[Labeled contour entries]
++++++++++

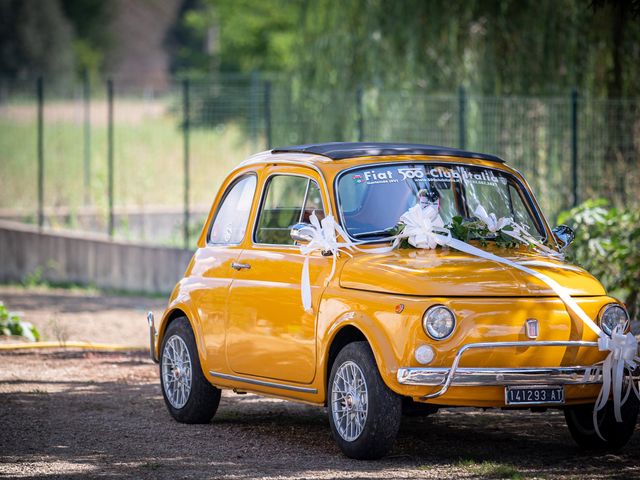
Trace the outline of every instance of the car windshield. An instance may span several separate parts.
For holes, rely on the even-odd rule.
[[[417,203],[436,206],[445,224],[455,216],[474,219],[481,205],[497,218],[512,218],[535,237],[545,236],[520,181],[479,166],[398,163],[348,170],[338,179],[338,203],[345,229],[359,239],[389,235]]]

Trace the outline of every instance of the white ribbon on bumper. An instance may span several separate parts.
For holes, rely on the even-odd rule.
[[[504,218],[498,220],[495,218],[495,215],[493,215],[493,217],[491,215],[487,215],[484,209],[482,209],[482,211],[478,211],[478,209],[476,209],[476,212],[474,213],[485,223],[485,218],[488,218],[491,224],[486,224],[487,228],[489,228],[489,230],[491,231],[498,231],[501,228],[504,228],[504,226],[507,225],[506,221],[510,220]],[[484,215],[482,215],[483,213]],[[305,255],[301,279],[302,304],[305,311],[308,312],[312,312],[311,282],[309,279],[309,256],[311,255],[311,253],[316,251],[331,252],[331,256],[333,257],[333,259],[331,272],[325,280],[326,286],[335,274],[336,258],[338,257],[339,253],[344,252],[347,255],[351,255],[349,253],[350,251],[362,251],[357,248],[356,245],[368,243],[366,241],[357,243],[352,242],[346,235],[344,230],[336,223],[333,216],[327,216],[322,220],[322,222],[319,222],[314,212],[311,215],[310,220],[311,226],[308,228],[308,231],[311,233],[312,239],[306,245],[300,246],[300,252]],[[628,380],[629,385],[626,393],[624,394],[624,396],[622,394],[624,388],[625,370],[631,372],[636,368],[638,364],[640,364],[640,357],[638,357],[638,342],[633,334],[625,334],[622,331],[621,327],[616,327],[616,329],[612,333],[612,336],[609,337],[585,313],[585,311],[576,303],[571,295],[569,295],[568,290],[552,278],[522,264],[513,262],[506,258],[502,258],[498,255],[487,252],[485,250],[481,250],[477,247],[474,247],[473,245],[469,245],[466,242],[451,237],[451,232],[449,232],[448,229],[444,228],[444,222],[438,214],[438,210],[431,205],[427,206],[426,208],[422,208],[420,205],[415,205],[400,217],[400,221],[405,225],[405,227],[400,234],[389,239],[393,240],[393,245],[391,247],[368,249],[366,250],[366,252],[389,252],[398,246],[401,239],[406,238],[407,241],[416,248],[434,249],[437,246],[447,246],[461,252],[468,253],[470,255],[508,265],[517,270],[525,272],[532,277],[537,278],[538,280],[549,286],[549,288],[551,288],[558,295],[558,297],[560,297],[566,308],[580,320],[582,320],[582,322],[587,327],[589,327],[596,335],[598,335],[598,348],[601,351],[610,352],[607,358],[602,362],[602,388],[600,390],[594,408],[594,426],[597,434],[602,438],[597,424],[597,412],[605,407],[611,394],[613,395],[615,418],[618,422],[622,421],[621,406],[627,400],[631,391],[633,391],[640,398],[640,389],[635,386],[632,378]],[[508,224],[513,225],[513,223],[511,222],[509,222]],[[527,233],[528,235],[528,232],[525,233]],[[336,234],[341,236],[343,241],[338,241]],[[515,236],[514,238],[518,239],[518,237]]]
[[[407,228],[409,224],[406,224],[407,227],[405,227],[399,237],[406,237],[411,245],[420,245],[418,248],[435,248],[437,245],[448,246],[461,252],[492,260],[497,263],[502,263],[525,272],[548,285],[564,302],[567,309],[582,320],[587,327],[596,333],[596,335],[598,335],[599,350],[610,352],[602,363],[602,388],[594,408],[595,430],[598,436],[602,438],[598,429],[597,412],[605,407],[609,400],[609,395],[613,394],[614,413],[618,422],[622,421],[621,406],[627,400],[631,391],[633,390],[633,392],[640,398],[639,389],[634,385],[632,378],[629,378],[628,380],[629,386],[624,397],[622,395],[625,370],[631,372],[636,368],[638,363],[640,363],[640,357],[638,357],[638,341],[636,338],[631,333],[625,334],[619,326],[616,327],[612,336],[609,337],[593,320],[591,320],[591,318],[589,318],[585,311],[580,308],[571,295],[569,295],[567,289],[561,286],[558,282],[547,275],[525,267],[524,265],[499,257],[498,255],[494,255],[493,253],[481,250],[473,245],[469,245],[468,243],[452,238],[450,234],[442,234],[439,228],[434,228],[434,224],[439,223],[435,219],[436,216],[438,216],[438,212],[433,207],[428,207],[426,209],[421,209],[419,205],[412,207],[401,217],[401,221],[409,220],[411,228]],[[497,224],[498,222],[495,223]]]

++++++++++

- _SHORT EXERCISE_:
Locate every line in the listing above that contains the string "several", and copy each one. Matching is case-sensitive.

- _EXERCISE RESPONSE_:
Trace the outline of every instance of the car windshield. An instance may span several separate parts.
Trace the outline of every instance of the white ribbon on bumper. An instance may span several separate parts.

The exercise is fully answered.